**Written problem**
Skip the pictures. Transcribe the rest of the data below without changing a word.

Point annotation dataset records:
<<<<
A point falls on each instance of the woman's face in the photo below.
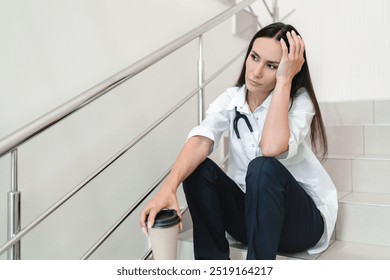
(262, 64)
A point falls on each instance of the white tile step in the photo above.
(360, 173)
(338, 250)
(342, 250)
(364, 218)
(367, 139)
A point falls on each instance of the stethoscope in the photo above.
(235, 128)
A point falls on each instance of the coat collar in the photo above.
(239, 101)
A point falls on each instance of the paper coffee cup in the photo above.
(164, 235)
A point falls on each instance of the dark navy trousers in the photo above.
(275, 214)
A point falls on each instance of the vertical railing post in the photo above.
(276, 11)
(14, 208)
(200, 81)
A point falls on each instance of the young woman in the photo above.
(276, 196)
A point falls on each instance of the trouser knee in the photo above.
(263, 173)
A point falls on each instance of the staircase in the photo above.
(359, 164)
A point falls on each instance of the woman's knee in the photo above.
(264, 165)
(203, 171)
(263, 173)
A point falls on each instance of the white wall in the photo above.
(54, 50)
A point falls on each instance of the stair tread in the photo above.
(366, 199)
(345, 250)
(359, 156)
(338, 250)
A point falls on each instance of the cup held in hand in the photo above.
(164, 235)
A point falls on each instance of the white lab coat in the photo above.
(299, 159)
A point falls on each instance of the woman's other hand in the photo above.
(165, 199)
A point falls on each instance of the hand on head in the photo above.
(292, 60)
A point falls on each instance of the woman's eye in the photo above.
(254, 57)
(271, 66)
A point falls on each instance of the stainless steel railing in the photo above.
(10, 143)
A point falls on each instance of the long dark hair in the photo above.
(278, 31)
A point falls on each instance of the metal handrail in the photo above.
(29, 131)
(104, 166)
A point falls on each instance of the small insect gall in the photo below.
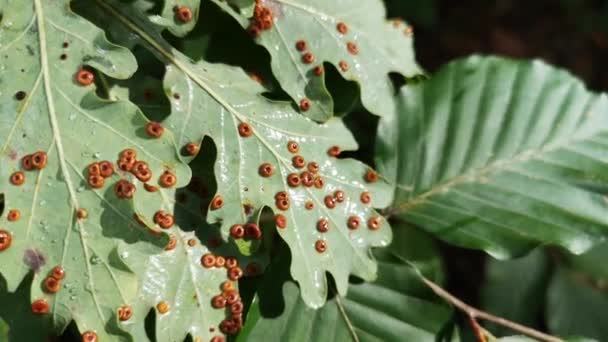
(371, 176)
(51, 285)
(319, 182)
(237, 231)
(124, 312)
(208, 260)
(141, 170)
(191, 149)
(339, 196)
(17, 178)
(94, 169)
(334, 151)
(235, 273)
(352, 48)
(183, 14)
(313, 167)
(162, 307)
(245, 130)
(253, 231)
(39, 160)
(106, 169)
(323, 225)
(150, 188)
(155, 129)
(128, 153)
(227, 285)
(171, 244)
(298, 162)
(305, 105)
(281, 195)
(329, 202)
(220, 261)
(231, 262)
(307, 178)
(58, 272)
(353, 222)
(365, 197)
(308, 58)
(167, 179)
(266, 170)
(89, 336)
(124, 189)
(293, 180)
(164, 219)
(374, 223)
(280, 221)
(318, 70)
(26, 162)
(96, 182)
(40, 307)
(13, 215)
(282, 203)
(84, 77)
(218, 302)
(82, 214)
(343, 66)
(217, 202)
(321, 246)
(301, 45)
(236, 308)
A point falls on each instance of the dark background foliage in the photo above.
(571, 34)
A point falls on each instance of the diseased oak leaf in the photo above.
(302, 36)
(64, 213)
(271, 156)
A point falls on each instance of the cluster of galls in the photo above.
(30, 162)
(262, 19)
(229, 298)
(309, 178)
(99, 171)
(250, 230)
(51, 285)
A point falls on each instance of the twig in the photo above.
(477, 329)
(474, 313)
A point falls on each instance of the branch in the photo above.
(474, 313)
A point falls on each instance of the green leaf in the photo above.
(383, 47)
(500, 155)
(74, 128)
(17, 322)
(177, 279)
(577, 297)
(396, 307)
(180, 28)
(510, 283)
(213, 100)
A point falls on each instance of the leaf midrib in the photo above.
(40, 20)
(475, 174)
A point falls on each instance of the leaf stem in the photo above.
(475, 313)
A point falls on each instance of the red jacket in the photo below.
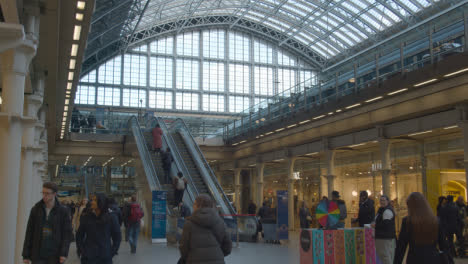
(157, 134)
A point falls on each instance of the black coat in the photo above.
(61, 231)
(205, 238)
(93, 238)
(417, 254)
(366, 213)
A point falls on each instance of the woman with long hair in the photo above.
(420, 229)
(98, 237)
(204, 237)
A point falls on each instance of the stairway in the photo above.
(190, 164)
(157, 161)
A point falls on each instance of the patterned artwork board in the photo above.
(350, 246)
(360, 246)
(305, 245)
(329, 246)
(340, 254)
(370, 246)
(318, 250)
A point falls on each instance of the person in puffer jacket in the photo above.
(204, 237)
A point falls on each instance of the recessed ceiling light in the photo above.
(81, 5)
(72, 64)
(74, 50)
(399, 91)
(79, 16)
(77, 32)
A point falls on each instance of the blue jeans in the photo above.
(133, 231)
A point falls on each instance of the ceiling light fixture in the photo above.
(77, 32)
(81, 5)
(72, 64)
(399, 91)
(455, 73)
(420, 133)
(352, 106)
(79, 16)
(426, 82)
(374, 99)
(74, 50)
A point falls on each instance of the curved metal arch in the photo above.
(98, 56)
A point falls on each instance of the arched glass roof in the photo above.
(328, 27)
(319, 30)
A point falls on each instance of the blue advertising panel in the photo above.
(282, 215)
(158, 225)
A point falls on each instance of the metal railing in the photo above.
(431, 42)
(204, 168)
(147, 162)
(178, 160)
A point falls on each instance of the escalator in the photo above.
(198, 169)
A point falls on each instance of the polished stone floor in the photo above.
(245, 253)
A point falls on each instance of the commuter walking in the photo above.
(441, 204)
(252, 208)
(450, 221)
(84, 208)
(133, 220)
(343, 211)
(49, 230)
(157, 140)
(167, 160)
(180, 183)
(115, 210)
(385, 233)
(304, 216)
(204, 236)
(461, 225)
(183, 210)
(366, 213)
(421, 231)
(98, 237)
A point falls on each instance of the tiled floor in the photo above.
(246, 253)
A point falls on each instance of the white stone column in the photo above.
(260, 169)
(291, 181)
(330, 161)
(33, 102)
(14, 65)
(384, 145)
(464, 126)
(237, 188)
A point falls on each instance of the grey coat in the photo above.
(205, 238)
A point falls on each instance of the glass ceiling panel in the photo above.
(327, 27)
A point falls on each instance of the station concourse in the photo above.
(255, 99)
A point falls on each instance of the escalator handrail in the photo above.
(148, 165)
(206, 165)
(192, 191)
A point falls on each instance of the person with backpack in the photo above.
(180, 183)
(98, 237)
(133, 220)
(204, 237)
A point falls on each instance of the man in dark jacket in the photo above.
(366, 213)
(252, 209)
(204, 237)
(461, 225)
(49, 230)
(450, 220)
(167, 160)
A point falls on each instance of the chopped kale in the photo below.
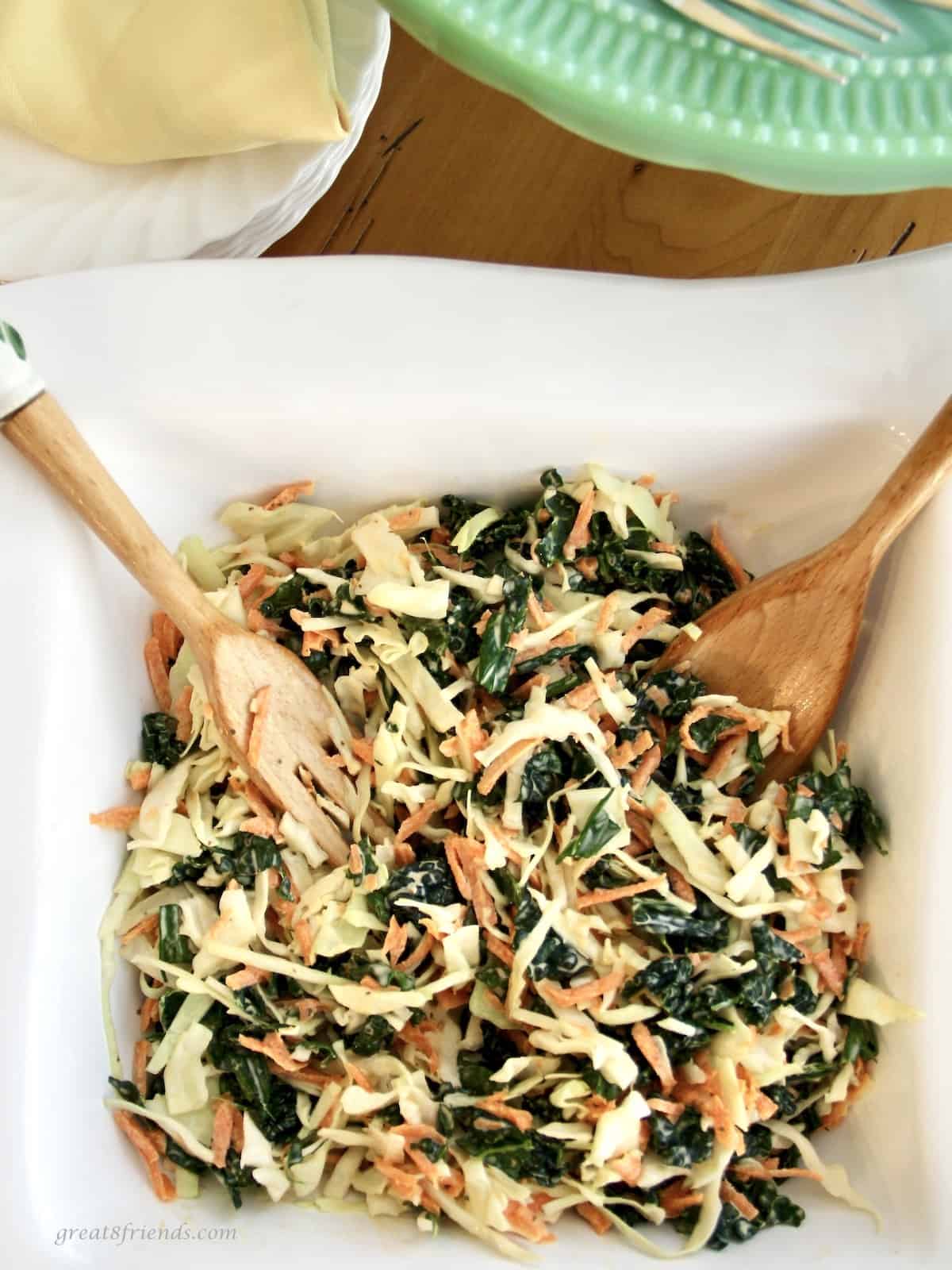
(234, 1178)
(862, 1041)
(681, 690)
(706, 732)
(428, 882)
(290, 595)
(706, 930)
(177, 1155)
(683, 1142)
(249, 855)
(497, 658)
(862, 823)
(251, 1083)
(126, 1090)
(546, 772)
(600, 1085)
(600, 829)
(556, 526)
(368, 861)
(159, 743)
(374, 1035)
(772, 1206)
(171, 945)
(520, 1155)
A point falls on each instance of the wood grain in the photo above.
(450, 168)
(789, 638)
(236, 664)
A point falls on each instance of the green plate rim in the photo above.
(820, 162)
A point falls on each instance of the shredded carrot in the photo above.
(273, 1048)
(731, 1195)
(583, 696)
(416, 822)
(452, 999)
(616, 893)
(140, 778)
(404, 1184)
(727, 559)
(158, 673)
(628, 1168)
(831, 969)
(289, 495)
(395, 943)
(114, 818)
(579, 533)
(182, 710)
(221, 1130)
(592, 991)
(306, 1076)
(655, 1056)
(419, 954)
(677, 1198)
(149, 926)
(258, 709)
(302, 933)
(527, 1223)
(597, 1219)
(505, 761)
(645, 770)
(418, 1133)
(363, 749)
(413, 1034)
(144, 1145)
(359, 1077)
(644, 625)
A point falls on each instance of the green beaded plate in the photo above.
>>>>
**The completed task**
A point falls on each instance of the woman's face in the photo below.
(262, 64)
A point falls on each instance of the white tile step in the photo above.
(360, 173)
(338, 250)
(342, 250)
(364, 218)
(367, 139)
A point falls on each instance of the stethoscope in the photo above.
(235, 128)
A point falls on each instance of the coat collar in the photo above.
(239, 101)
A point falls on each instance of the paper coffee cup in the photo above.
(164, 235)
A point falls on each instance of the dark navy trousers in the photo above.
(275, 214)
A point falls on each instance of the vertical railing post in the photo above.
(276, 11)
(14, 208)
(200, 81)
A point falls on each instance of the young woman in the photo above.
(276, 196)
A point falls on each instance of the trouser knee in the photo above.
(263, 173)
A point falls on each instance of the staircase in the photo above.
(359, 164)
A point falls on each instance of the woman's knee in the photo above.
(264, 165)
(203, 171)
(263, 173)
A point falls on each instance of the white wall in the photo above.
(54, 50)
A point falls on each instance of the stair tread in the photo above.
(366, 199)
(345, 250)
(359, 156)
(338, 250)
A point falls on each instance of the cup held in hand in the photo above.
(164, 235)
A point falls on each instance of the white lab coat in the photo above.
(299, 159)
A point falls on each instance of the woman's other hand in the photo above.
(165, 199)
A point falls on each instance of the hand on head in the photo above.
(292, 60)
A point falls on each instance of the woman's eye in the photo above.
(254, 57)
(271, 66)
A point falls on each instance of the stainless steel railing in the photo above.
(10, 143)
A point falls on each instance of the long dark hair in the photo above.
(278, 31)
A point falls on each instance of the metal handrail in the photo above.
(29, 131)
(104, 166)
A point falls on each instance of the small insect gall in the photo below.
(371, 176)
(51, 285)
(319, 182)
(237, 231)
(124, 312)
(208, 260)
(141, 170)
(191, 149)
(339, 196)
(17, 178)
(94, 169)
(334, 151)
(235, 273)
(352, 48)
(183, 14)
(313, 167)
(162, 307)
(245, 130)
(253, 231)
(39, 160)
(106, 169)
(323, 225)
(150, 188)
(155, 129)
(128, 153)
(227, 285)
(171, 244)
(298, 162)
(305, 105)
(281, 195)
(329, 202)
(220, 261)
(231, 262)
(307, 178)
(58, 272)
(353, 222)
(365, 197)
(308, 58)
(167, 179)
(266, 170)
(89, 336)
(124, 189)
(293, 180)
(164, 219)
(374, 223)
(280, 221)
(318, 70)
(26, 162)
(96, 182)
(40, 307)
(13, 215)
(282, 203)
(84, 77)
(218, 302)
(82, 214)
(343, 66)
(217, 202)
(321, 246)
(301, 45)
(236, 308)
A point falls on each instance of the dark background foliage in the photo above.
(571, 34)
A point falls on each instance of the diseased oak leaf in the photo above.
(302, 36)
(64, 213)
(271, 156)
A point falls on each instance of the cluster of galls in the photo above.
(30, 162)
(262, 19)
(229, 298)
(309, 178)
(99, 171)
(250, 230)
(51, 285)
A point falls on each instance of the twig in the photo above.
(477, 329)
(474, 313)
A point falls on each instance of the branch in the photo above.
(474, 313)
A point falls on each instance of the green leaf in the photo above.
(383, 47)
(500, 155)
(74, 128)
(17, 322)
(177, 279)
(577, 297)
(396, 307)
(180, 28)
(510, 283)
(213, 100)
A point falls on each instance of the leaf midrib in the photo above.
(40, 20)
(475, 174)
A point falls on each instance of the leaf stem in the photo above.
(475, 313)
A point falls on each instance of the red jacket in the photo below.
(157, 134)
A point falls on each instance of the black coat in the photo above.
(61, 231)
(205, 238)
(93, 238)
(417, 254)
(366, 213)
A point falls on each instance of the woman with long hair in the photo above.
(420, 229)
(98, 237)
(204, 237)
A point falls on each instance of the stairway in the photo above.
(190, 164)
(157, 161)
A point falls on each instance of the patterned artwork board in the photo above.
(350, 246)
(360, 246)
(305, 245)
(329, 246)
(340, 254)
(370, 246)
(318, 250)
A point falls on each instance of the person in puffer jacket in the photo above.
(204, 237)
A point falls on each instance of the recessed ceiling light in the photo above.
(81, 5)
(72, 64)
(74, 50)
(399, 91)
(79, 16)
(77, 32)
A point falls on each instance of the blue jeans in the photo above.
(133, 231)
A point falls on each instance of the ceiling light fixture in the photo above.
(77, 32)
(81, 5)
(72, 64)
(399, 91)
(455, 73)
(420, 133)
(352, 106)
(79, 16)
(426, 82)
(374, 99)
(74, 50)
A point falls on each instance of the curved metal arch in the photo above.
(98, 56)
A point falls on each instance of the arched glass roof in the photo above.
(328, 27)
(319, 30)
A point falls on each instance of the blue advertising panel in the photo above.
(282, 215)
(158, 225)
A point falls on each instance of the metal railing in the photo above.
(431, 42)
(204, 168)
(147, 162)
(178, 160)
A point falls on each instance of the escalator in the photo above.
(198, 169)
A point falls on each instance of the polished stone floor in the photo above.
(245, 253)
A point falls on each instance of the commuter walking in the photo above.
(441, 204)
(252, 208)
(450, 221)
(84, 208)
(133, 220)
(343, 211)
(49, 230)
(157, 140)
(167, 160)
(180, 183)
(115, 210)
(385, 233)
(304, 216)
(204, 236)
(461, 225)
(183, 210)
(366, 213)
(421, 231)
(98, 237)
A point falls on each instance of the tiled floor in the photo above.
(246, 253)
A point falls on each instance of the white stone column in the photo above.
(260, 169)
(291, 181)
(330, 161)
(33, 102)
(14, 65)
(384, 145)
(464, 126)
(237, 188)
A point falls on each instance of the grey coat in the photo above.
(205, 238)
A point falls on each instance of the glass ceiling panel in the photo above.
(327, 27)
A point falls on each instance of the station concourse in the photo above.
(255, 99)
A point falls on each instance of the escalator handrail in the photo above.
(148, 165)
(206, 165)
(192, 191)
A point falls on each instance of the person with backpack in the photo above.
(180, 183)
(98, 237)
(133, 220)
(204, 237)
A point falls on each instance of the man in dark jacket in the photo above.
(366, 213)
(252, 209)
(204, 237)
(461, 225)
(49, 230)
(450, 220)
(167, 160)
A point falls on each instance of the chopped kale in the photo below.
(234, 1178)
(862, 1041)
(681, 690)
(706, 732)
(428, 882)
(290, 595)
(706, 930)
(177, 1155)
(683, 1142)
(249, 855)
(497, 658)
(862, 823)
(251, 1083)
(126, 1090)
(546, 772)
(600, 1085)
(600, 829)
(556, 526)
(368, 861)
(159, 743)
(374, 1035)
(772, 1206)
(171, 945)
(520, 1155)
A point falls on each instance of the wood grain in the photo above.
(450, 168)
(789, 638)
(236, 664)
A point falls on each instance of the green plate rim in the photo above.
(820, 162)
A point falls on each instance of the shredded carrot in the photo above.
(273, 1048)
(731, 1195)
(583, 696)
(416, 822)
(452, 999)
(616, 893)
(140, 778)
(404, 1184)
(727, 559)
(158, 673)
(628, 1168)
(831, 969)
(289, 495)
(395, 943)
(114, 818)
(579, 533)
(182, 710)
(221, 1130)
(592, 991)
(306, 1076)
(655, 1056)
(419, 954)
(677, 1198)
(149, 926)
(258, 709)
(302, 933)
(527, 1223)
(597, 1219)
(505, 761)
(645, 770)
(418, 1133)
(363, 749)
(413, 1034)
(144, 1145)
(359, 1077)
(644, 625)
A point falls on each instance of the green beaded plate in the photo above.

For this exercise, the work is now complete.